WHAT YOU WILL DO:
A. Decide whether each statement agrees with the hyper-operations post: (i) at the multiplication rank, bracketing is indispensable; (ii) the symbol § is used provisionally for pentation; (iii) the fourth rank level has already been fully analyzed. Answer yes or no for each, and quote the deciding words.
B. In one to three sentences, explain why the hyper-operations post says its writers are not yet ready to move up to the fifth rank.
C. Copy the stretch of the hyper-operations post from "Sometimes I feel" through "like infinity, etc..".

EXCERPT TO READ:
━━━━━━
Ivars Wrote:........................................
Sometimes I feel that with pentation .......................................
I can not see math as not being possible to close logically while allowing it to develop because of undetermined symbols like infinity, etc..
We are still working to clarify what happens up to the s=4 hyper-operation rank, i.e. at the tetration level. In particular, concerning the "priority to the right" business, we have:
(s=1, addition): a+(a+(a+a)) = a x 4 [bracketing not necessary, add. commutable, associable]
(s=2, multipl.): a.(a.(a.a)) = a ^ 4 [bracketing not necessary, mult. commutable, associable]
(s=3, expon.): a^(a^(a^a)) = a # 4 [bracketing indispensable, exp. non-commutable, non-assoc.]
(s=4, tetrat.): a#(a#(a#a)) = a § 4 [bracketing indispensable, tetr. non-commutable, non assoc.]
Symbol § is provisionally used here for "pentation". However, concerning the same priority business, for s=5 we must also have:
(s=5, pent.): a§(a§(a§a)) = a ç 4 [bracketing indispensable, tetr. non-commutable and non-associable]. Symbol ç means here "hexation". And ... so on.
The problem is that we have not fully analyzed yet the fourth rank level. We need to show that "sexp", "slog" and sroot" are smooth uniquely defined (1- or 2-valued) "functions", before proceeding further. Therefore, we are not ready to "sublime" up to the fifth rank.
Objects like "undeterminations", "infinitesimals" and "infinities" may strongly intervene in the analysis process, but I don't see them as really serius obstacles, if we pay the necessary attention, at this stage. I agree that the study of the hyper-operations, starting from the tetration rank might give new ideas also for a more complete approach to undeterminate and infinite magnitudes. We shall see!
GFR
━━━━━━
Excerpts of bounding box data:
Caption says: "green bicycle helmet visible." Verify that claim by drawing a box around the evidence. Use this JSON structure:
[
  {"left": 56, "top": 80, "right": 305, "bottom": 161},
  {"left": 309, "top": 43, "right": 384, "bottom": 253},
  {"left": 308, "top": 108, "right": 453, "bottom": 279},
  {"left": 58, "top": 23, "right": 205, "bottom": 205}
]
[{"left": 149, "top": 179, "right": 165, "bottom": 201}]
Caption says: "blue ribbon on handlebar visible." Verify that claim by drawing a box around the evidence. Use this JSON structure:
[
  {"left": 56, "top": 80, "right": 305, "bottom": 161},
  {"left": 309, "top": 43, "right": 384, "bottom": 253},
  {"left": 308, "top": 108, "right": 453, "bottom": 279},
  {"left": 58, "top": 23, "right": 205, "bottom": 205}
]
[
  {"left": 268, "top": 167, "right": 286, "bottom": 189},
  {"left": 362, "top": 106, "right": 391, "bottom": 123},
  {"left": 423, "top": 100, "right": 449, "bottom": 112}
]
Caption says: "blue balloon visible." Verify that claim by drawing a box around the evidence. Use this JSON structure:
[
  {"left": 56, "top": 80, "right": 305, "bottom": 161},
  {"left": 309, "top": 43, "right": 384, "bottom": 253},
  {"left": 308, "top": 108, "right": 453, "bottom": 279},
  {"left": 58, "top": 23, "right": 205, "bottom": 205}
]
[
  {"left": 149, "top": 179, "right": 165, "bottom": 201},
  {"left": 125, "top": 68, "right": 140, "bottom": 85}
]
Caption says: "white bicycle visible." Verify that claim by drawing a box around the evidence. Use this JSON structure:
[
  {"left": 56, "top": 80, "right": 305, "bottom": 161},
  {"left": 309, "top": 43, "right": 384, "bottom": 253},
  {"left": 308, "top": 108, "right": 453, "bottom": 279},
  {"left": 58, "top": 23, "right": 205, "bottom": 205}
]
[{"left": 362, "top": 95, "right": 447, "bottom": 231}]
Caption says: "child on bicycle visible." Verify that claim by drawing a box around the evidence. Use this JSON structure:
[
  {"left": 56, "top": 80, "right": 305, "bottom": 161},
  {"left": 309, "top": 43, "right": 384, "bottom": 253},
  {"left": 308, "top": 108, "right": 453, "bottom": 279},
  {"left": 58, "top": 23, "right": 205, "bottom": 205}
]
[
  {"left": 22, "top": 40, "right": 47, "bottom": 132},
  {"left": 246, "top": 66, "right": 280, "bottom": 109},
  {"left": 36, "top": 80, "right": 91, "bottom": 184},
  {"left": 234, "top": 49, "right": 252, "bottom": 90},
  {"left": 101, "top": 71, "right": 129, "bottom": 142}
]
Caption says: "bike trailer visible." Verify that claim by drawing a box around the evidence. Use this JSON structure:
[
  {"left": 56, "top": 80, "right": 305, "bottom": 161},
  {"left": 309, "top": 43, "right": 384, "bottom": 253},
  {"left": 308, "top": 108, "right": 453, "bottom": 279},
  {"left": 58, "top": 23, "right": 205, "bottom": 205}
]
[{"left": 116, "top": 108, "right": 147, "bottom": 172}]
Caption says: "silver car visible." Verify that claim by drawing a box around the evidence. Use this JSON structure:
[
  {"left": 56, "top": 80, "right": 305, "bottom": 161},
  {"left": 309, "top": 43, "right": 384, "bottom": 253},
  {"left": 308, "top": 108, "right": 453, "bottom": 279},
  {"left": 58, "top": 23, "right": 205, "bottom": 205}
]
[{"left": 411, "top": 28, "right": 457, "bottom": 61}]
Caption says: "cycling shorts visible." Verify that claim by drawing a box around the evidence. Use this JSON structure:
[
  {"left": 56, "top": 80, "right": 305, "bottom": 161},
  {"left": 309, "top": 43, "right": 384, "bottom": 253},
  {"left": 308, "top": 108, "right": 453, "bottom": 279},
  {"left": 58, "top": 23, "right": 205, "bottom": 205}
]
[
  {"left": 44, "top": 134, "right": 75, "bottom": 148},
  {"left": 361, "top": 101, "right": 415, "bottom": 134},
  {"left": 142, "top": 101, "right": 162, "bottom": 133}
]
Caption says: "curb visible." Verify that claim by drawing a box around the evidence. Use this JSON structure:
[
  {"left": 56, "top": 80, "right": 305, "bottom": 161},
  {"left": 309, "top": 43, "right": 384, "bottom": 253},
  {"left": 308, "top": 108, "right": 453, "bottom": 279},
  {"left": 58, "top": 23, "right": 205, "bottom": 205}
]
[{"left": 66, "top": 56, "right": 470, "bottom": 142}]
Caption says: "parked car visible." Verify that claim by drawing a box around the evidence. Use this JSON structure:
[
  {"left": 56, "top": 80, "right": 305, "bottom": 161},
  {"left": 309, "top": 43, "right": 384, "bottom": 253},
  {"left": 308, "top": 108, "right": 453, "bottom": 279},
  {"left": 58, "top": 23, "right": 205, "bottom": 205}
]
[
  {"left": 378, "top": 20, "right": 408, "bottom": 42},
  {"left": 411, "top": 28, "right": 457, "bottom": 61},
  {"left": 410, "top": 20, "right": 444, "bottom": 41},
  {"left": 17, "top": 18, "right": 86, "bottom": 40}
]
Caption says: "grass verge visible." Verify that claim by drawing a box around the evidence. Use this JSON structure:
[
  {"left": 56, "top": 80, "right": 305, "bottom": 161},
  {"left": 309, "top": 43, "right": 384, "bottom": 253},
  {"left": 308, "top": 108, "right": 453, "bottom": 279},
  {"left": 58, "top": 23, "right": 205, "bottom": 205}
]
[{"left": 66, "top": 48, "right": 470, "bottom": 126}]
━━━━━━
THE SOLUTIONS:
A.
(i) No: "bracketing not necessary, mult. commutable, associable"
(ii) Yes: "Symbol § is provisionally used here for "pentation"."
(iii) No: "we have not fully analyzed yet the fourth rank level"

B. They have not yet fully analyzed the fourth rank level. They must first show that sexp, slog and sroot are smooth, uniquely defined (1- or 2-valued) functions before going further.

C.
Sometimes I feel that with pentation .......................................
I can not see math as not being possible to close logically while allowing it to develop because of undetermined symbols like infinity, etc..